# REQUIREMENTS
Every record below is to be retyped exactly.

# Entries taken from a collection
::::::::::
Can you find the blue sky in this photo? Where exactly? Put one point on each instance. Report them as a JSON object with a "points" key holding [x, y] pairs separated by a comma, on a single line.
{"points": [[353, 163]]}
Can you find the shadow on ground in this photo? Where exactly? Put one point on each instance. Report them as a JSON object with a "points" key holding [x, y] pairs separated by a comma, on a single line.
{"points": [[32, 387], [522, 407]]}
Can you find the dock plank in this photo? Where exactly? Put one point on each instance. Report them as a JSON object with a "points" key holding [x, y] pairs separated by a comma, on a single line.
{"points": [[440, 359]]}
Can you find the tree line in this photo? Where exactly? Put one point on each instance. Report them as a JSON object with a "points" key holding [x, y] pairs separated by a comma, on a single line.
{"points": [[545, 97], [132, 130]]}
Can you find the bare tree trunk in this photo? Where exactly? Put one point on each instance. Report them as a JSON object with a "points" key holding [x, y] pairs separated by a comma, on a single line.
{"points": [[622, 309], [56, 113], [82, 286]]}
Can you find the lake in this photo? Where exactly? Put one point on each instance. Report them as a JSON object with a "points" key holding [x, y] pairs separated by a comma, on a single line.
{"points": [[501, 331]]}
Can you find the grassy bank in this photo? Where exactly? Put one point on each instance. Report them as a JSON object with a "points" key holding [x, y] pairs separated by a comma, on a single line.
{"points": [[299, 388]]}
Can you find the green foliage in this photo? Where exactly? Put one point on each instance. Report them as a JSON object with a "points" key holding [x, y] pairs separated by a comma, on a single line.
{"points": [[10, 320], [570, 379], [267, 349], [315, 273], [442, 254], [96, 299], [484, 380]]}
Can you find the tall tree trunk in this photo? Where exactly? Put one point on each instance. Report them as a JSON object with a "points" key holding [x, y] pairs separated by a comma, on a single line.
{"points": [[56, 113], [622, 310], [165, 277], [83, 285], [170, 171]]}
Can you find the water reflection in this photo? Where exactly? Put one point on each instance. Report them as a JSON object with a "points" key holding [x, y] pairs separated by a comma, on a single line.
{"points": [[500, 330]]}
::::::::::
# EXERCISE RESPONSE
Can you find the blue sky in this photo? Where exactly? Put one point on each instance. Report them as a JSON object with a "points" key holding [x, y] pairs separated by a comma, on a single line.
{"points": [[353, 163]]}
Can you find the shadow on ground in this photo? Where exactly? Put one point on each instance. Report them as a JSON object with a "points" key holding [x, y] pairs separated by a comma, on a single line.
{"points": [[32, 387], [522, 407]]}
Can you find the dock plank in this photo? Where exactly? Put one point on each instance. Report them as a JSON object with a "points" key holding [x, y] pairs separated by a comma, on a single line.
{"points": [[440, 359]]}
Can you find the tree line in this photo? Where exactly? Put one point on each instance. Report them as a JSON object with a "points" key holding [x, y] pairs separated by a comma, on a single line.
{"points": [[545, 97], [132, 130]]}
Can you find the bare tree trunk in this photo? Where exactly? Put one point on each instance. Report them as a JSON object with a "points" key holding [x, y] pairs separated by a comma, on a single line.
{"points": [[622, 309], [56, 113], [82, 286]]}
Can you find the lake in this photo? Where exactly? Put one point on each instance. Report them as a JSON object with a "points" key holding [x, y] pairs separated by a comma, on a single line.
{"points": [[501, 331]]}
Can you find the grassy bank in this photo? Where exactly? Put one point on each instance. Report them as a JSON object with a "points" key holding [x, y] pairs separated by a comma, on a single line.
{"points": [[299, 388]]}
Can you find the green foliage in this photo? Where exactly? Put one point on each instance. Report them as a JSON object with a "points" key holding [x, y] pairs separated by a comma, on a single line.
{"points": [[10, 320], [570, 379], [267, 349], [315, 273], [442, 254], [96, 299], [484, 380]]}
Can you find the tall tree trunk in this photo? Where exactly? Put one point on each instance. Report them as a JSON object with a "points" key holding [x, y] pairs separated by a comma, on a single line.
{"points": [[56, 113], [622, 310], [165, 277], [83, 285], [170, 171]]}
Can you find the water reflection in this photo? Where exactly? Put one point on each instance. Report them as a JSON object with a "points" key holding [x, y] pairs separated by a comma, on a single line.
{"points": [[500, 330]]}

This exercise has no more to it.